## WHAT TO PRODUCE
Translate this sentence from the EFSA text below into Spanish: "Risk assessment is the role that EFSA is doing for everything related to the food and feed chain."

EFSA is the European Food Safety Authority. So, it’s the European agency that is responsible for providing independent, scientific advice on everything related to the food and feed safety in Europe. Of course, they work together with a lot of other national authorities and stakeholders, but if you would need to summarize EFSA in a nutshell, they’re basically responsible for making sure that everything that the European citizens are eating is considered safe. Now to understand the role or the position of EFSA in this process, you have to understand the distinction between what we call a risk assessment on the one hand, versus the risk management on the other hand.
Risk assessment is the role that EFSA is doing for everything related to the food and feed chain. So, it’s doing independent scientific advice. And of course, for them, they need to collect and analyze a lot of research data. On the other hand, you have the risk management, as you can see on the right, which is typically done by the European commission, European parliament and other stakeholders. But, they are responsible for making policy and making informed decisions. And in this case, they are doing that for everything related to food and feed safety, with the information that EFSA is consolidating and providing to them.
Now, I will be in the next few slides, giving you an overview on the core risk assessment process at EFSA, because I think it’s important for understanding the context on the project. So, there are three main steps. The first step is the receipt of the request which, as you can see on the left here, you have the three typical European bodies and they mandate EFSA to work on a particular risk assessment. So, they are basically saying you can free up time and resources to work on a particular scientific advice. So, the mandate is coming in, and then you have to know that within EFSA, EFSA is organized around 10 panels of external scientific experts, independent experts, and each of these panels is dedicated to a particular area within the food and feed chain. And of course, to each panel, we have also elate working groups of people who are doing the actual work, but it’s the panel who are overviewing the overall process.
So, when a mandate is coming in, let’s say it is, in this case assigned to the food contact materials. So, that’s the first part in receival of the request. Second part in the process is the actual risk assessment itself. And as you can see here, a lot of data is used to perform such an assessment. So, you have these scientific evidence, which is typically coming in via dossiers, that applicants have big organizations they submit to EFSA, and it contains a lot of documents and information describing those documents.
Of course, you have the expertise of the experts themself. You have the literature studies, but also the public opinion. So, sometimes EFSA [inaudible] use public consultations to ask feedback from the public. So, all of the information is used to eventually come up with the scientific advice for a particular topic. And that’s what you can see on the right. So, the outcome of a risk assessment is called the opinion or also the [inaudible], called the outdoor opinion. And initially it’s in draft, but there are a lot of meetings and feedback rounds, and eventually when the output is final, editing files is concluded, then the output is adopted by the panel, in this case the food contact materials.

Rows from a data collection
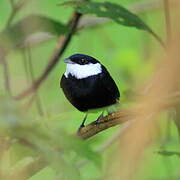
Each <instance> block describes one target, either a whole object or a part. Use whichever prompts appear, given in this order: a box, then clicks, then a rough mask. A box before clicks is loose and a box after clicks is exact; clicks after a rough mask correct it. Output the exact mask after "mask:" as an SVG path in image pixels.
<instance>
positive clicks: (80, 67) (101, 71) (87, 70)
mask: <svg viewBox="0 0 180 180" xmlns="http://www.w3.org/2000/svg"><path fill="white" fill-rule="evenodd" d="M101 72H102V68H101V64H100V63H96V64H92V63H90V64H86V65H80V64H67V66H66V72H65V73H64V75H65V77H66V78H67V77H68V75H69V74H71V75H72V76H75V77H76V78H77V79H83V78H87V77H89V76H93V75H97V74H100V73H101Z"/></svg>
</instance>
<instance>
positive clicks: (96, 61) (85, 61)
mask: <svg viewBox="0 0 180 180" xmlns="http://www.w3.org/2000/svg"><path fill="white" fill-rule="evenodd" d="M64 62H65V63H69V64H79V65H88V64H96V63H99V61H98V60H96V59H95V58H93V57H91V56H88V55H85V54H74V55H72V56H70V57H69V58H67V59H65V60H64Z"/></svg>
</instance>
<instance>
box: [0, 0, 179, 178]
mask: <svg viewBox="0 0 180 180" xmlns="http://www.w3.org/2000/svg"><path fill="white" fill-rule="evenodd" d="M15 2H16V1H15ZM64 2H68V1H60V0H54V1H48V0H38V1H34V0H31V1H30V2H29V3H28V4H27V5H26V6H25V7H24V8H23V9H22V11H20V12H19V13H18V14H17V16H16V18H15V19H14V21H13V23H12V25H11V26H10V29H8V30H6V29H4V27H5V25H6V21H7V19H8V16H9V15H10V13H11V7H10V3H9V2H8V1H7V0H1V2H0V9H1V16H0V30H2V33H1V35H0V37H3V38H5V39H1V38H0V39H1V42H0V46H2V47H3V45H6V43H7V41H8V47H9V46H10V47H11V49H12V46H11V43H12V44H13V47H14V44H15V45H17V44H19V42H20V43H22V42H24V40H26V38H25V37H26V36H29V35H31V34H33V33H37V32H39V31H41V32H42V31H43V32H48V33H51V34H52V35H55V37H54V38H50V39H48V41H46V42H44V43H41V44H38V46H35V47H32V48H31V59H32V64H33V69H34V74H35V78H36V77H38V76H39V75H40V74H41V72H42V71H43V70H44V68H45V66H46V64H47V62H48V59H49V57H50V56H51V55H52V53H53V49H54V47H55V44H56V40H57V35H58V34H64V33H65V31H67V27H66V25H65V24H66V23H67V21H68V19H69V17H70V16H71V13H72V12H73V9H71V8H65V7H63V6H59V5H58V4H59V3H64ZM103 2H104V1H100V0H99V1H96V3H97V4H96V5H98V4H100V3H103ZM137 2H139V3H140V2H146V1H145V0H144V1H143V0H141V1H137V0H122V1H121V2H119V1H118V0H113V1H111V3H108V4H107V3H104V5H108V6H109V7H111V5H112V3H116V4H119V7H121V6H122V7H128V5H131V4H133V3H137ZM94 3H95V2H94ZM122 7H121V8H122ZM113 8H114V6H113ZM123 10H124V8H123ZM82 11H84V12H85V13H86V12H87V9H81V12H82ZM125 12H127V11H126V10H125ZM88 13H89V12H88ZM95 13H96V14H98V13H97V11H96V12H95ZM111 15H112V16H113V17H110V18H113V19H114V17H116V16H117V14H116V13H115V14H107V16H108V17H109V16H111ZM131 15H132V14H130V16H131ZM138 16H139V17H141V19H142V20H143V22H146V24H148V27H152V28H153V30H155V31H156V32H157V33H158V34H160V35H162V36H163V34H164V30H163V28H162V27H163V22H164V21H163V13H162V12H161V11H159V12H151V11H150V12H147V13H143V14H139V15H138ZM32 17H34V18H35V19H36V20H40V21H41V22H43V24H44V25H40V26H39V24H37V26H36V23H35V24H34V25H35V26H33V24H32V23H31V19H29V18H32ZM132 17H134V16H133V15H132ZM42 20H43V21H42ZM135 21H137V22H138V23H139V24H138V23H136V24H135V25H134V24H133V23H131V22H130V24H129V21H128V22H126V21H123V23H125V24H126V25H127V24H128V25H133V26H135V27H137V24H138V28H140V29H146V25H145V24H144V23H142V21H141V20H140V19H139V18H138V17H137V16H135ZM32 22H33V21H32ZM36 22H37V21H36ZM133 22H134V21H133ZM123 23H120V24H123ZM46 24H49V25H50V26H46ZM31 25H32V26H33V27H34V29H33V28H32V29H31ZM20 26H25V29H26V28H27V30H28V31H22V32H21V30H22V29H21V28H20ZM19 28H20V29H19ZM2 34H5V35H3V36H2ZM14 34H15V36H14ZM20 34H21V35H23V36H21V35H20ZM11 36H12V38H11ZM6 37H8V40H7V38H6ZM9 39H10V40H9ZM9 41H10V44H9ZM149 52H151V54H150V53H149ZM157 52H163V50H162V48H161V47H160V46H159V44H158V43H157V42H156V40H155V39H153V38H152V37H151V36H150V35H149V34H148V33H146V32H143V31H139V30H138V29H136V28H129V27H126V26H120V25H119V24H116V23H114V22H108V23H106V24H103V25H98V26H95V27H93V28H85V29H83V30H81V31H79V32H77V33H76V35H75V36H74V37H73V40H72V42H71V43H70V46H69V47H68V49H67V51H66V52H65V54H64V56H63V57H67V56H69V55H71V54H74V53H83V54H89V55H92V56H94V57H96V58H97V59H99V60H100V61H101V62H102V63H103V64H104V65H105V66H106V67H107V69H108V70H109V71H110V73H111V75H112V77H113V78H114V79H115V81H116V83H117V85H118V87H119V89H120V91H121V105H122V106H126V102H127V101H126V100H127V99H128V92H129V91H133V92H134V91H135V92H134V93H135V94H139V92H136V90H137V89H136V86H137V85H139V84H141V83H142V81H145V80H146V78H148V77H149V76H150V74H151V73H152V71H153V66H152V65H153V63H154V62H152V61H151V57H152V54H156V53H157ZM27 53H28V52H27V51H25V53H24V54H23V53H22V51H16V50H15V49H14V48H13V50H12V51H11V52H10V53H9V54H8V56H7V57H6V59H7V62H8V65H9V68H10V77H11V79H10V80H11V88H12V92H13V94H14V95H15V94H18V93H19V92H21V91H22V90H24V89H25V88H26V87H27V86H29V84H30V81H28V78H27V74H26V71H25V68H24V61H25V60H24V59H25V57H26V56H28V55H27ZM0 69H1V71H0V84H1V86H0V94H1V97H0V136H1V139H2V141H3V142H7V144H6V145H5V146H3V147H4V148H1V151H0V152H1V154H3V156H0V161H1V162H0V175H1V173H2V172H3V174H7V172H9V171H11V173H12V174H13V173H14V172H18V170H20V169H22V168H23V167H25V166H26V165H27V164H31V163H32V162H33V161H34V160H36V158H37V157H38V158H41V161H40V162H41V163H39V164H40V165H42V166H43V167H44V168H43V169H42V170H40V171H39V172H38V173H35V174H33V168H32V172H31V174H32V177H31V178H30V180H40V179H44V180H45V179H63V180H66V179H68V180H69V179H73V180H74V179H77V180H79V179H86V180H88V179H89V180H92V179H101V178H103V175H104V174H105V172H104V170H103V167H104V166H105V164H106V163H107V162H108V161H107V157H111V156H112V155H113V153H114V151H115V148H116V147H117V144H116V143H115V144H113V145H112V146H110V147H109V148H108V149H107V150H106V151H104V152H102V153H101V152H97V151H96V149H97V148H98V147H99V146H100V145H101V144H103V143H104V142H106V140H107V139H108V138H110V137H111V136H113V135H114V134H115V132H116V131H117V130H119V127H114V128H111V129H108V130H106V131H104V132H103V133H101V134H99V135H97V136H96V137H93V138H92V139H90V140H88V141H82V140H80V139H78V138H77V137H75V136H74V134H75V132H76V130H77V128H78V127H79V124H80V123H81V120H82V118H83V116H84V114H83V113H80V112H79V111H77V110H76V109H75V108H74V107H72V106H71V105H70V104H69V103H68V102H67V100H66V99H65V97H64V95H63V93H62V91H61V89H60V88H59V80H60V77H61V76H62V74H63V72H64V71H65V65H64V64H63V63H62V62H60V63H59V64H58V65H57V66H56V68H55V69H54V70H53V72H52V73H51V74H50V75H49V76H48V79H47V80H46V81H45V82H44V83H43V85H42V87H41V88H40V89H39V91H38V96H39V98H40V100H41V102H40V104H41V107H42V111H43V115H40V114H39V112H38V110H37V104H36V103H34V104H33V105H32V107H31V108H26V107H24V106H23V105H24V104H26V103H27V99H25V100H23V101H21V102H18V101H14V100H11V99H9V98H7V97H6V89H4V86H3V85H4V79H3V68H2V67H0ZM97 116H98V113H97V114H92V115H90V116H89V120H88V122H91V121H93V120H94V119H96V118H97ZM161 119H162V122H164V119H165V120H167V119H168V116H167V115H164V116H162V117H161ZM161 124H162V127H161V132H160V134H161V135H160V137H159V141H158V142H157V143H156V144H154V145H153V147H151V148H150V149H149V151H148V152H146V154H147V159H148V160H146V161H147V162H145V163H144V164H143V168H142V172H141V173H139V174H138V173H137V179H143V180H146V179H147V180H151V179H170V178H171V179H179V178H180V174H179V164H180V158H179V155H178V152H177V150H179V141H178V135H177V129H176V127H175V126H174V125H172V126H171V132H172V134H171V136H170V137H169V138H166V133H165V131H166V125H165V124H164V123H161ZM162 144H165V146H166V147H167V152H170V153H166V151H160V150H161V149H160V148H161V147H162ZM9 146H10V148H9ZM158 152H161V153H158ZM173 152H177V153H176V154H177V155H174V153H173ZM9 156H10V157H9Z"/></svg>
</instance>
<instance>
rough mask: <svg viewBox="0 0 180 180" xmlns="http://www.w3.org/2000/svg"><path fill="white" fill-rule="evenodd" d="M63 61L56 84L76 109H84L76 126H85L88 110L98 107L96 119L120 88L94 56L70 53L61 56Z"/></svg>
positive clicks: (98, 117) (98, 118)
mask: <svg viewBox="0 0 180 180" xmlns="http://www.w3.org/2000/svg"><path fill="white" fill-rule="evenodd" d="M64 62H65V63H66V64H67V65H66V71H65V73H64V74H63V75H62V77H61V80H60V87H61V88H62V90H63V92H64V95H65V97H66V98H67V99H68V100H69V102H70V103H71V104H72V105H73V106H74V107H75V108H76V109H78V110H79V111H81V112H85V117H84V119H83V121H82V124H81V125H80V127H79V130H80V129H81V128H82V127H84V126H85V121H86V119H87V115H88V113H89V112H93V111H94V110H101V111H102V113H101V115H100V116H99V117H98V119H97V120H96V121H97V123H98V122H99V120H100V119H101V118H102V117H103V113H104V110H107V109H108V107H109V106H111V105H114V104H117V103H118V102H119V98H120V92H119V89H118V87H117V85H116V83H115V81H114V80H113V78H112V77H111V75H110V73H109V72H108V70H107V69H106V67H105V66H104V65H102V64H101V63H100V61H98V60H97V59H95V58H94V57H92V56H89V55H85V54H74V55H71V56H70V57H68V58H66V59H64ZM79 130H78V131H79Z"/></svg>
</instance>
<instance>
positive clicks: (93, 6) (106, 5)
mask: <svg viewBox="0 0 180 180" xmlns="http://www.w3.org/2000/svg"><path fill="white" fill-rule="evenodd" d="M61 5H65V6H71V7H74V8H76V10H77V11H78V12H80V13H82V14H94V15H96V16H99V17H107V18H110V19H112V20H114V21H115V22H116V23H118V24H121V25H124V26H132V27H136V28H138V29H142V30H146V31H149V32H150V31H151V29H150V28H149V27H148V26H147V25H146V24H145V23H144V22H143V21H142V20H141V19H140V18H139V17H138V16H137V15H135V14H133V13H132V12H130V11H129V10H127V9H126V8H124V7H122V6H121V5H119V4H115V3H111V2H103V3H99V2H89V1H69V2H65V3H62V4H61Z"/></svg>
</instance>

## TASK RESPONSE
La evaluación de riesgos es la función que desempeña la EFSA en todo lo relacionado con la cadena alimentaria humana y animal.